## Task prompt
Reproduce all the material exactly, minus any pictures it holds.

## Dataset entries
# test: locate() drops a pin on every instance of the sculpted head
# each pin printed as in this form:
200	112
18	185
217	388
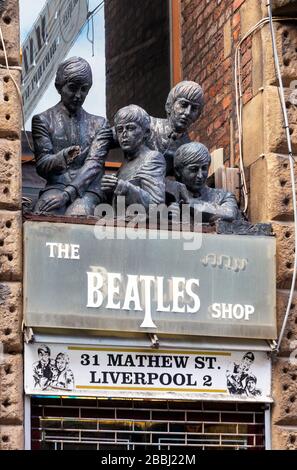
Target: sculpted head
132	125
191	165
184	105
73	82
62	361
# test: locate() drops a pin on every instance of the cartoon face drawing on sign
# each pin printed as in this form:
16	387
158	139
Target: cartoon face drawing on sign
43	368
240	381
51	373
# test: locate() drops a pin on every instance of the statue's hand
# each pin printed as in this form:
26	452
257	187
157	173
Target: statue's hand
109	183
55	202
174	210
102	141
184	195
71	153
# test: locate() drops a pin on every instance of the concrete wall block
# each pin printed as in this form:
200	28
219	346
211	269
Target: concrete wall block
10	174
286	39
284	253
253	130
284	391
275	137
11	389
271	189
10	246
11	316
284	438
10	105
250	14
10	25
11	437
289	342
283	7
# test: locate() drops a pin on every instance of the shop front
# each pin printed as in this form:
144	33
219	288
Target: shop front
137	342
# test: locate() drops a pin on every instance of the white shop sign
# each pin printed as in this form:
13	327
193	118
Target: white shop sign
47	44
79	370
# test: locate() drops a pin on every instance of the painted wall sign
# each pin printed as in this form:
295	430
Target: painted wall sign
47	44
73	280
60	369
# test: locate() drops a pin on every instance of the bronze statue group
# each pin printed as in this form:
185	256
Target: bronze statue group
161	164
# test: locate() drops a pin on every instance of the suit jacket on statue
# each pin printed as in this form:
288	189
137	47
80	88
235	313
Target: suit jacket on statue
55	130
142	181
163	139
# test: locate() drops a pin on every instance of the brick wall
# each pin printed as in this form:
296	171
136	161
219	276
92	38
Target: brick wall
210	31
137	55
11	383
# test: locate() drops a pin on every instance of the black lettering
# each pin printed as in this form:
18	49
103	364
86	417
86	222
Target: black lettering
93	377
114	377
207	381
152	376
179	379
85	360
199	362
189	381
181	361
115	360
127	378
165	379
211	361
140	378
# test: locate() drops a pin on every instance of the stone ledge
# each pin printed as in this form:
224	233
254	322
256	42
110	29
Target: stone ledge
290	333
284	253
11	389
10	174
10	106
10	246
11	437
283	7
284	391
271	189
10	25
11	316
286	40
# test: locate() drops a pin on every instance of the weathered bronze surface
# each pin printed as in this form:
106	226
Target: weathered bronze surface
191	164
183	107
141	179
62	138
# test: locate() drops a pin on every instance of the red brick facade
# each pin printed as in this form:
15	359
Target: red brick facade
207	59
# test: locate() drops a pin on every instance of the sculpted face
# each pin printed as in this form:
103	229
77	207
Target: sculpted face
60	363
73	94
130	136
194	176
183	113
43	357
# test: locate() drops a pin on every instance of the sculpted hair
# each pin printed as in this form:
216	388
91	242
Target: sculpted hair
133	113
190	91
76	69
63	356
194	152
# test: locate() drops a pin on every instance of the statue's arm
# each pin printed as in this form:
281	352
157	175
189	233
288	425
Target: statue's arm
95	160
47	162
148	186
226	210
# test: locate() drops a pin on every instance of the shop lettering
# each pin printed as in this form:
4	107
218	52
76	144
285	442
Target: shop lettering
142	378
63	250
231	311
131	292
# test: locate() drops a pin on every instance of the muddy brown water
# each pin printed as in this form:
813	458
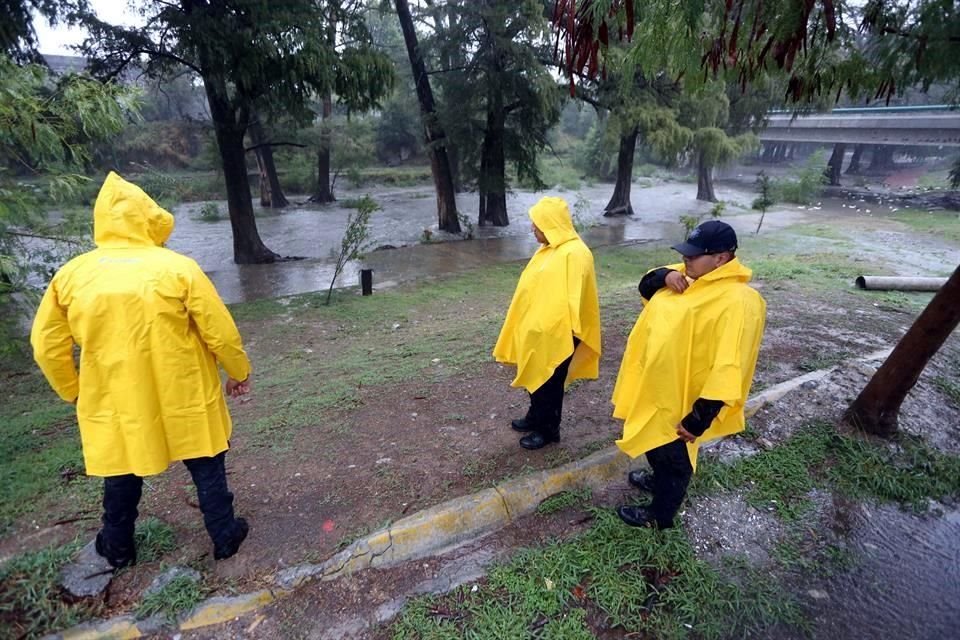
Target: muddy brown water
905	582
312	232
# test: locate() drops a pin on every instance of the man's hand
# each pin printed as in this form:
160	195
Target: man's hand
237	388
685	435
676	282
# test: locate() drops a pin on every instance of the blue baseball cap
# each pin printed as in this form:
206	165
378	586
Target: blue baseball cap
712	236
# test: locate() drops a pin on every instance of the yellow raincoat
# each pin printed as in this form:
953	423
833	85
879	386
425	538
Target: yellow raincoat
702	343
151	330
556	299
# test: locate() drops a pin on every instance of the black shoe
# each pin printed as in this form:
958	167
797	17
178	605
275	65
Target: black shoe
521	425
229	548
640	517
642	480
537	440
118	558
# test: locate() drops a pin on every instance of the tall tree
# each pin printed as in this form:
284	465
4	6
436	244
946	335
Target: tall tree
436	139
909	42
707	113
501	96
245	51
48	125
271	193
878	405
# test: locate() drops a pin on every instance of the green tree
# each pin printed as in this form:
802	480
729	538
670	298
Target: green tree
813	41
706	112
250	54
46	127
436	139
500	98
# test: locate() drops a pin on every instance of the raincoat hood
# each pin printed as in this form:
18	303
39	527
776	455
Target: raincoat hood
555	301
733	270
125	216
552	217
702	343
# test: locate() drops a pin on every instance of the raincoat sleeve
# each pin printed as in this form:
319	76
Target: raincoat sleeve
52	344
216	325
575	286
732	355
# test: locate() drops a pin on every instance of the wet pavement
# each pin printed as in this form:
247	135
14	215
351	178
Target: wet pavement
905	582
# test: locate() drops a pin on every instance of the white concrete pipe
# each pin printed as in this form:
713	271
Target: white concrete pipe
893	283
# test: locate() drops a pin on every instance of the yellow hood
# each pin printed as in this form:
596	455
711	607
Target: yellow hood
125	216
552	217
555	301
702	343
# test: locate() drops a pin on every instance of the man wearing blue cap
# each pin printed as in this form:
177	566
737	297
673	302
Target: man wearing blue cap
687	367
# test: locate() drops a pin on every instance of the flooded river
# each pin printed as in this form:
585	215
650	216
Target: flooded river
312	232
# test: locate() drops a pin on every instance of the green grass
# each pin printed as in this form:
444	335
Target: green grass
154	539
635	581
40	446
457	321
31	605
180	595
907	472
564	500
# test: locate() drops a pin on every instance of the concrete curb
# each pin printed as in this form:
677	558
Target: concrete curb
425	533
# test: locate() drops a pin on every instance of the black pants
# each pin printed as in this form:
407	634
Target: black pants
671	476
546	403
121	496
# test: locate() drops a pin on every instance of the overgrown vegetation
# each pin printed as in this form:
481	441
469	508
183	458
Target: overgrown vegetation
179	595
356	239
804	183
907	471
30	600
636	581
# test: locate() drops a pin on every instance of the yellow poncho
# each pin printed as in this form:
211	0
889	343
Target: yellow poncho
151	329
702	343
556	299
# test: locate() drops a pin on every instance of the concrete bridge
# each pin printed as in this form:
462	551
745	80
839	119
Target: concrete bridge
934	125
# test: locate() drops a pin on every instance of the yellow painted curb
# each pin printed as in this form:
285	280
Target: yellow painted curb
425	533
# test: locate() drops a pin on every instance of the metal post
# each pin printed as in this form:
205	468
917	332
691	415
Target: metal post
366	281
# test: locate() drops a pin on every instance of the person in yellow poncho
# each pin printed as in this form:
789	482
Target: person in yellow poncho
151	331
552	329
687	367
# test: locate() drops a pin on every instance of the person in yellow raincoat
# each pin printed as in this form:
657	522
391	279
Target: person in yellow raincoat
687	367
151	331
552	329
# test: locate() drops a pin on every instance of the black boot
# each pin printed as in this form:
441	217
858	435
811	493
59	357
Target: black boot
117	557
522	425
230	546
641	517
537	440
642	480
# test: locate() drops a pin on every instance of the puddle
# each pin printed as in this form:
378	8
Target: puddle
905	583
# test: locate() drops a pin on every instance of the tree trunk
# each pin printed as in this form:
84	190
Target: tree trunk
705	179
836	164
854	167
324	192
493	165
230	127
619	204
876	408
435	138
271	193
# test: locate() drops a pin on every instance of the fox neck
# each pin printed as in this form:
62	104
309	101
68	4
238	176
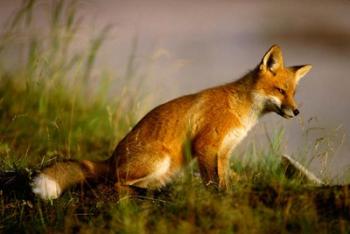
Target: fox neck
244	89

## In response
# test: locate() drops a pin on every instance of the sculpted head
# each pin printed as in this form:
200	112
18	185
217	388
Target: sculpted head
132	125
191	165
184	105
73	82
62	361
# test: locate() drops a pin on every instance of the cartoon face drawing on sign
# each pin printed as in this form:
16	387
158	139
Target: cartoon face drawing on sign
43	368
240	381
51	373
# test: locate() drops a pin on every instance of the statue's hand
# each pin printed as in this form:
26	452
257	187
157	173
Target: statue's hand
109	183
55	202
174	210
102	141
184	195
71	153
# test: locate() drops a pin on every instance of the concrete wall block
# each pin printed as in this form:
200	28
219	346
211	269
Target: concrete wall block
10	174
286	39
284	253
253	130
284	391
275	137
11	389
271	189
10	246
11	316
284	438
10	105
250	14
10	25
11	437
289	342
283	7
# test: locate() drops a pin on every instance of the shop front
# each pin printed as in this form:
144	33
219	288
Target: shop front
137	342
# test: locate() drops a pin on every instance of the white shop sign
# each pin printed as in this form:
13	327
193	118
Target: white shop sign
47	44
79	370
# test: locate() drops a pin on every instance of the painted wall sign
# each pin printed as in this form:
295	430
Target: painted wall sign
47	44
73	280
60	369
# test: locate() drops a pin on every instance of the bronze statue group
# each pin printed as in this form:
185	256
Target: bronze statue group
161	164
# test: locate() drops a pin on every instance of the suit jacket on statue
# each pin printed as in this form:
288	189
137	47
80	88
235	313
Target: suit jacket on statue
55	130
142	181
163	139
# test: locate() drops a pin on every instance of the brick wall
# each pin printed as in this form:
296	171
136	161
219	276
92	38
Target: brick wall
210	31
137	55
11	383
# test: locate() drops a pin on every instance of the black lettering
# each pin printed as in this form:
18	49
103	364
86	417
86	222
Target: black lettering
93	377
114	377
207	381
152	376
179	379
85	360
199	362
189	381
181	361
115	360
127	378
165	379
211	361
140	378
# test: locate() drops a pin on every instance of the stone ledge
# each pin printed as in this form:
224	233
254	322
256	42
110	29
Target: stone ledge
290	333
284	253
11	389
10	174
10	106
10	246
11	437
283	7
284	391
271	189
10	25
11	316
286	40
# test: locate() drops a pin on every instance of the weathered bronze surface
# each pin printed as in this form:
106	226
Target: weathered bronze surface
191	164
183	107
141	179
62	138
# test: locate() drops a pin on every instance of the red brick facade
# each pin printed as in this form:
15	359
Target: red brick facade
207	59
# test: locate() drops a pin on every instance of the sculpted face
# each pin printed as in this form:
103	229
77	207
Target: sculpted face
60	363
73	94
130	136
194	176
183	113
43	357
# test: locate() drops a pin on every instance of the sculpted hair
# each pin printed as in this form:
216	388
91	242
Target: sculpted hair
133	113
190	91
76	69
63	356
194	152
# test: locate() drops a pin on every instance of the statue's arm
# each pin printed as in this form:
281	352
157	175
189	233
288	425
Target: statue's arm
95	160
47	162
148	186
226	210
# test: locate() drops a pin on every instance of the shop lettering
# each pin printed as in this form:
4	107
218	52
76	144
285	442
Target: shop lettering
142	378
63	250
231	311
131	292
# test: locate() drops a pin on every instance of the muddy brown water
# each pin printed as in this form:
813	458
Target: muddy brown water
905	582
312	232
# test: locate() drops a pin on every instance of the man's hand
# each pin printed as in this form:
160	195
Target: man's hand
237	388
685	435
676	282
# test: locate() drops a pin on every instance of the blue baseball cap
# each pin printed as in this form:
206	165
378	586
Target: blue baseball cap
712	236
# test: locate() drops a pin on every instance of the yellow raincoat
# each pin printed as in this form:
953	423
833	85
879	386
425	538
Target: yellow raincoat
702	343
151	330
556	299
# test: locate() drops a pin on every instance of the black shoe
# each pin printed as in this form:
958	167
797	17
178	605
275	65
Target: black shoe
521	425
229	548
640	517
642	480
537	440
118	558
# test: locate() drops a pin on every instance of the tall tree
# each pin printed as in this form:
284	465
4	6
436	244
946	335
Target: tall tree
436	139
909	42
707	113
501	96
245	51
48	125
271	193
878	405
# test: locate() drops a pin on every instance of the green tree
# each pin printed as in this form:
802	480
729	538
670	298
Target: green tree
813	41
706	112
250	54
46	127
436	139
500	98
# test: locate() drops a pin on every instance of the raincoat hood
# each pin printed as in this form:
18	303
39	527
776	455
Target: raincoat hood
555	301
733	270
125	216
552	217
702	343
# test: locate() drops a pin on every instance of the raincoat sleeve
# each pin printed as in this form:
319	76
Target: raincoat sleeve
52	344
216	325
575	286
732	355
# test: locate() drops a pin on every instance of the wet pavement
# each pin printed as in this form:
247	135
14	215
351	178
Target: wet pavement
905	582
# test: locate() drops a pin on every instance of the white concrete pipe
# each pin printed as in this form:
713	271
Target: white concrete pipe
893	283
# test: locate() drops a pin on every instance of the yellow hood
# each pin printed as in this form:
596	455
711	607
Target: yellow hood
125	216
552	217
555	301
702	343
# test: locate() drops a pin on every instance of the man wearing blue cap
# each pin printed as in this form:
177	566
737	297
673	302
Target: man wearing blue cap
687	367
# test: locate() drops a pin on every instance of the flooded river
# each pin printed as in this form:
585	215
650	216
Target: flooded river
312	232
# test: locate() drops a pin on every instance of the green grass
# each pin printed as in this form:
444	335
Target: green grass
154	539
635	581
40	446
457	321
31	605
180	595
907	472
564	500
# test: locate() drops a pin on every instance of the concrete curb
# each pin printed as in this form:
677	558
Target: concrete curb
425	533
# test: locate() drops a pin on every instance of the black pants
# each pin printed as in this form:
407	634
Target: black pants
671	476
546	403
121	496
# test: locate() drops a pin on every instance of the overgrown vegetation
# each pin printed as in this form:
481	441
469	508
183	458
Target: overgrown vegetation
179	595
356	239
804	183
907	471
30	600
636	581
# test: locate() drops a pin on every instance of the yellow poncho
# each pin printed as in this form:
211	0
889	343
Target: yellow poncho
151	329
702	343
556	299
# test: locate() drops a pin on every instance of the concrete bridge
# each pin printed as in this form:
462	551
745	80
839	119
Target: concrete bridge
934	125
# test: locate() drops a pin on every instance of the yellow painted curb
# each pin printed as in this form:
285	280
Target: yellow painted curb
425	533
# test: locate() drops a pin on every instance of the metal post
# each pin printed as in this form:
205	468
917	332
691	415
Target: metal post
366	281
# test: locate() drops a pin on every instance of the person in yellow poncho
# each pin printed as in this form:
789	482
Target: person in yellow poncho
151	331
552	329
687	367
# test: locate() drops a pin on every instance of the person in yellow raincoat
# each pin printed as in this form:
657	522
391	279
Target: person in yellow raincoat
687	367
151	331
552	329
# test: locate() drops a pin on every instance of the black boot
# each pin printed as in this form:
441	217
858	435
811	493
59	357
Target: black boot
117	557
522	425
230	546
641	517
537	440
642	480
# test: locate() drops a pin on every instance of the puddle
# each pin printed as in this form:
378	8
Target: puddle
905	583
# test: locate() drops a pin on every instance of the tree trunk
# each pin printed as in this form:
84	190
Target: tree trunk
705	179
836	164
854	167
324	192
493	165
230	127
619	204
876	408
435	138
271	193
# test: locate() drops a pin on every instance of the fox neck
# each pin printed as in this form:
62	104
309	101
68	4
238	176
Target: fox neck
244	89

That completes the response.